> [INSTRUCTIONS FOR THE TASK]: Look below for the lines from the one with "Provide the outline of each instance of the blue" to the one with "Provide the outline of each instance of the wooden", and copy exactly those lines, both ends included.

> [MATERIAL SHOWN]:
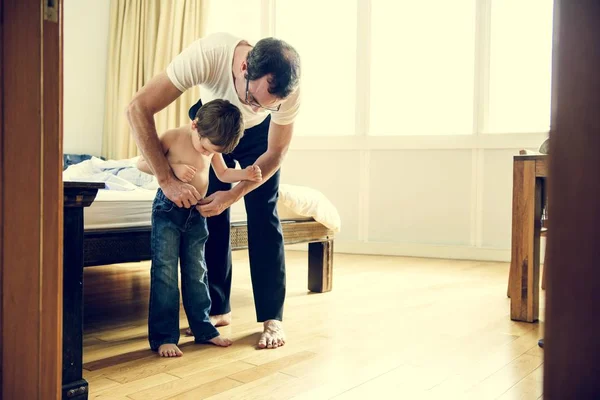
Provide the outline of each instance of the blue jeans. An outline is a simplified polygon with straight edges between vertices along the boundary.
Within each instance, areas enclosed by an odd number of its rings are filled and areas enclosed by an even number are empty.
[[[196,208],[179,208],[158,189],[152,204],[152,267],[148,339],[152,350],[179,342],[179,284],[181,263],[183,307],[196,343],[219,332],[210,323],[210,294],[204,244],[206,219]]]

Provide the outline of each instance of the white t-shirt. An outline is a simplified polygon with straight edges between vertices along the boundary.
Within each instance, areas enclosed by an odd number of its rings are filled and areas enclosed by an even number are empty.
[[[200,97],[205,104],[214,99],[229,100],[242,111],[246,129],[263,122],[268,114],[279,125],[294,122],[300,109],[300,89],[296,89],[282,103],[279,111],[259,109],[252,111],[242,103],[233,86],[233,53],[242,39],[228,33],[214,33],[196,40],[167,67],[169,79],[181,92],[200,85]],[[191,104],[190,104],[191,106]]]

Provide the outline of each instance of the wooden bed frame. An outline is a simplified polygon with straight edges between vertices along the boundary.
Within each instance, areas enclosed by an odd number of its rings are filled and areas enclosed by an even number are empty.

---

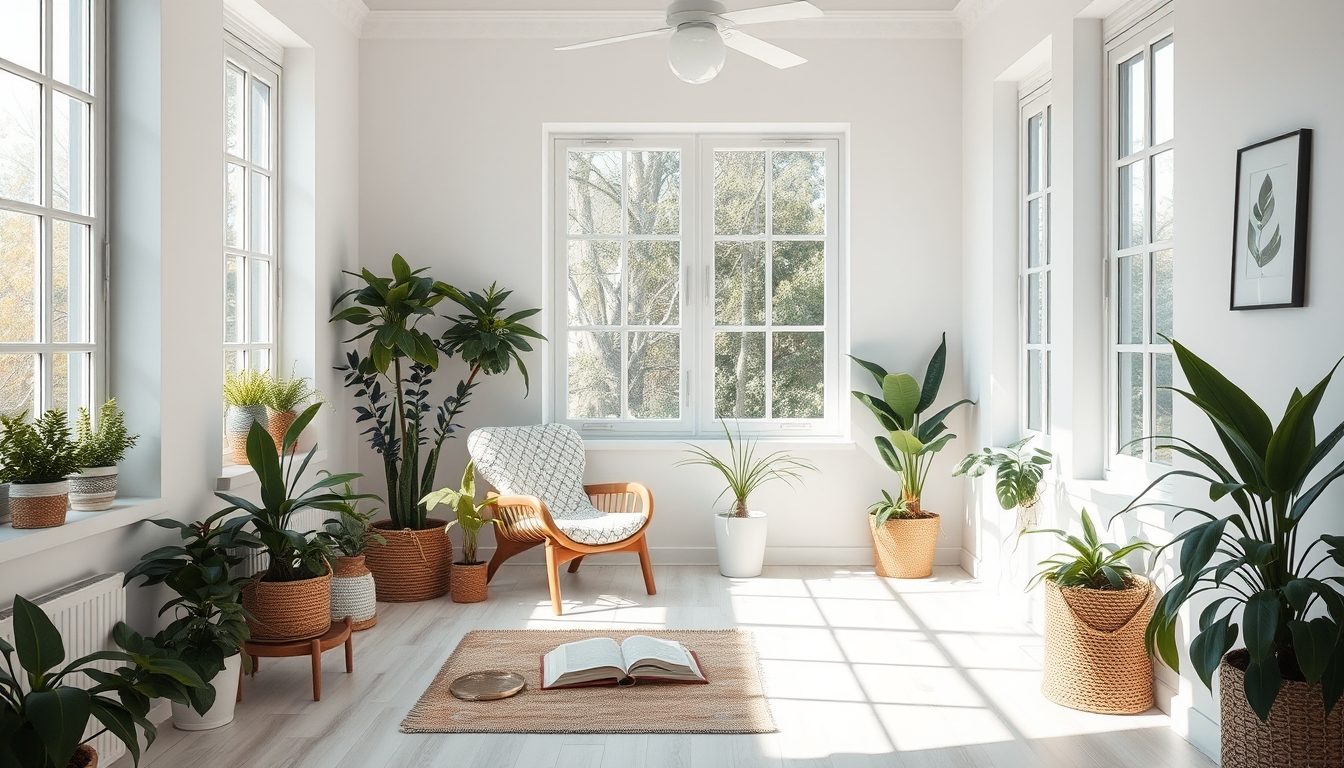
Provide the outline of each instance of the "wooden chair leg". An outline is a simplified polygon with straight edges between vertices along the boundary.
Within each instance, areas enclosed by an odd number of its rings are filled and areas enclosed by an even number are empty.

---

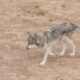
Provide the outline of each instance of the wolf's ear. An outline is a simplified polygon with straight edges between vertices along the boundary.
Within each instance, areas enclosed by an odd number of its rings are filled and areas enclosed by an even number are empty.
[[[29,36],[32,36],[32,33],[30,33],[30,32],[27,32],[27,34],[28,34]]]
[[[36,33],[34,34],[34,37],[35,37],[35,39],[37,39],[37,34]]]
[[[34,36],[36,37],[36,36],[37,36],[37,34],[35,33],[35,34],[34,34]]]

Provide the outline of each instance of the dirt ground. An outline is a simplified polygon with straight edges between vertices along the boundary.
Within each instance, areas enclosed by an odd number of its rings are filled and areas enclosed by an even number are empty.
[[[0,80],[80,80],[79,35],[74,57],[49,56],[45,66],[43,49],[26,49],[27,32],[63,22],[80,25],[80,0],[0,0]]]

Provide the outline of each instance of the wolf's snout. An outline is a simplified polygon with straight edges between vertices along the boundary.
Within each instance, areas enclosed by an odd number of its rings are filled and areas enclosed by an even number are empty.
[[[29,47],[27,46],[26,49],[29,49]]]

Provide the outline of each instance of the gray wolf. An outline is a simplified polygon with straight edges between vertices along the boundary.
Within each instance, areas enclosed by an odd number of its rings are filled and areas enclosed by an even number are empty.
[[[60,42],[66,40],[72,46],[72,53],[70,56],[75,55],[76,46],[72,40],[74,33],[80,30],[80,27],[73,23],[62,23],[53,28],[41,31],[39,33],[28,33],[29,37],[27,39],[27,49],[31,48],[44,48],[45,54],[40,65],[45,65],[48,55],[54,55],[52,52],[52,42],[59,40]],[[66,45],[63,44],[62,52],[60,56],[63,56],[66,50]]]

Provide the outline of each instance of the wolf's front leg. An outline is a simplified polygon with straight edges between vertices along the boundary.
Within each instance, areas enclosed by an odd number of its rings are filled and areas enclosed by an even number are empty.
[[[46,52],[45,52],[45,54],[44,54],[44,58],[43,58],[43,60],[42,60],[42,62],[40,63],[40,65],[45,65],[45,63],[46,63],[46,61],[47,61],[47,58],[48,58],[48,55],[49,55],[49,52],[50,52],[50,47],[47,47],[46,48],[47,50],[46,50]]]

> [EXERCISE RESULT]:
Provide the outline of each instance of the blue jeans. An outline is a simplified polygon with straight edges between vertices along the boundary.
Within each instance, areas enclosed by an odd number of its rings are filled and areas enclosed by an even number are empty.
[[[196,208],[179,208],[158,189],[152,204],[152,267],[148,339],[152,350],[179,342],[179,284],[181,263],[183,307],[196,343],[219,332],[210,323],[210,294],[204,244],[206,219]]]

Provide the outline of each instance of the white t-shirt. An outline is a simplified polygon with straight edges between vertices along the boundary.
Within each instance, areas enclosed by an odd number of its rings are filled and areas enclosed by an even number are empty.
[[[200,97],[205,104],[214,99],[229,100],[242,111],[246,129],[263,122],[268,114],[279,125],[294,122],[300,109],[300,89],[296,89],[282,103],[279,111],[259,109],[252,111],[242,103],[233,86],[233,53],[242,39],[228,33],[214,33],[196,40],[167,67],[169,79],[181,92],[200,85]],[[191,104],[190,104],[191,106]]]

Provide the outline of each instance of the wooden bed frame. An outline is a simplified polygon with straight edges between vertices along the boundary.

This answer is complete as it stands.